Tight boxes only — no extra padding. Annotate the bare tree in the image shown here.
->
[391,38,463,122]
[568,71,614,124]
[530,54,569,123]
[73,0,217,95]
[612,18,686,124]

▶ Exercise requirements:
Could you turn the listing above into a numbered list, one line per entry, with blank lines left out?

▶ Answer to the exercise:
1. Tight boxes only — no extra padding. Annotate the bare tree in the image shown here.
2. ->
3. [391,38,463,122]
4. [568,71,614,124]
5. [530,54,569,123]
6. [73,0,217,95]
7. [612,18,686,124]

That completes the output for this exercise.